■ WHAT YOU HAVE TO DO
Word for word, transcribe the lines from the one containing "Please mark the window" through the end of the entries, both included, and nothing else.

+++

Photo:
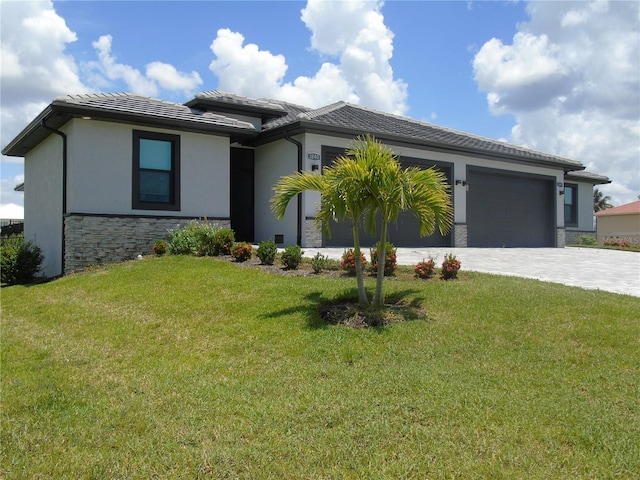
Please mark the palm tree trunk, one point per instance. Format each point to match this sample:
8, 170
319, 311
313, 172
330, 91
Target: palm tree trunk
363, 300
382, 259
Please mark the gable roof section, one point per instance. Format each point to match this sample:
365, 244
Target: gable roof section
632, 208
125, 108
236, 104
352, 120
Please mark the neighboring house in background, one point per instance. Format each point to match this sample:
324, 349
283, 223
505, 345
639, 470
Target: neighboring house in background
578, 203
620, 223
107, 174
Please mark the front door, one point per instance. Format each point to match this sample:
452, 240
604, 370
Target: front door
242, 194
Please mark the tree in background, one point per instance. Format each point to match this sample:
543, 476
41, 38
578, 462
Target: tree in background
600, 201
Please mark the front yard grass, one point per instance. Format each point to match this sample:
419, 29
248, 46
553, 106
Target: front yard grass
182, 367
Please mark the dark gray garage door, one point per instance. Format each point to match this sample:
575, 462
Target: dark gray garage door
403, 233
510, 210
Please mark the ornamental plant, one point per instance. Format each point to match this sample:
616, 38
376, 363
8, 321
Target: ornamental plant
450, 267
390, 261
319, 262
160, 247
425, 268
224, 238
266, 252
348, 261
291, 257
241, 251
20, 261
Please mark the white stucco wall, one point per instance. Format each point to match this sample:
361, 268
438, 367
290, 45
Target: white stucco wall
43, 202
273, 161
100, 171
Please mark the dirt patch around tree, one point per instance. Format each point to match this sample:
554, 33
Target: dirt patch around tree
347, 311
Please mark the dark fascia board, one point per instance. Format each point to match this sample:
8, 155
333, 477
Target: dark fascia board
59, 113
305, 126
587, 177
220, 106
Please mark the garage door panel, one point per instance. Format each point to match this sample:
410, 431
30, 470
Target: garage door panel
510, 210
403, 233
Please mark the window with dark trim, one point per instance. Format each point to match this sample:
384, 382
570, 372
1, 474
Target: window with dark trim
570, 205
156, 171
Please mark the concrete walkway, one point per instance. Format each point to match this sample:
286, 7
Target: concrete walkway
599, 269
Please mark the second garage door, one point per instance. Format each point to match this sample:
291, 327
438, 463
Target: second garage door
506, 209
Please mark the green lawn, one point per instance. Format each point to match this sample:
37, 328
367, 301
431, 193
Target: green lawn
181, 367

+++

■ TASK RESULT
Please mark the window with dark trim, one point per instance. Format each point to match this sample:
384, 382
570, 372
1, 474
Target: window with dark trim
570, 205
156, 171
Please mark the concrete walkway, one point per instance. Format each point to match this sample:
286, 7
Target: concrete walkway
599, 269
Please mark the second garage door, one point per instance. Format each point to match this sample:
291, 327
438, 463
Target: second garage door
506, 209
Please mark the green lawn, one point per instance. Format each point to match this sample:
37, 328
367, 301
431, 193
Target: green lawn
181, 367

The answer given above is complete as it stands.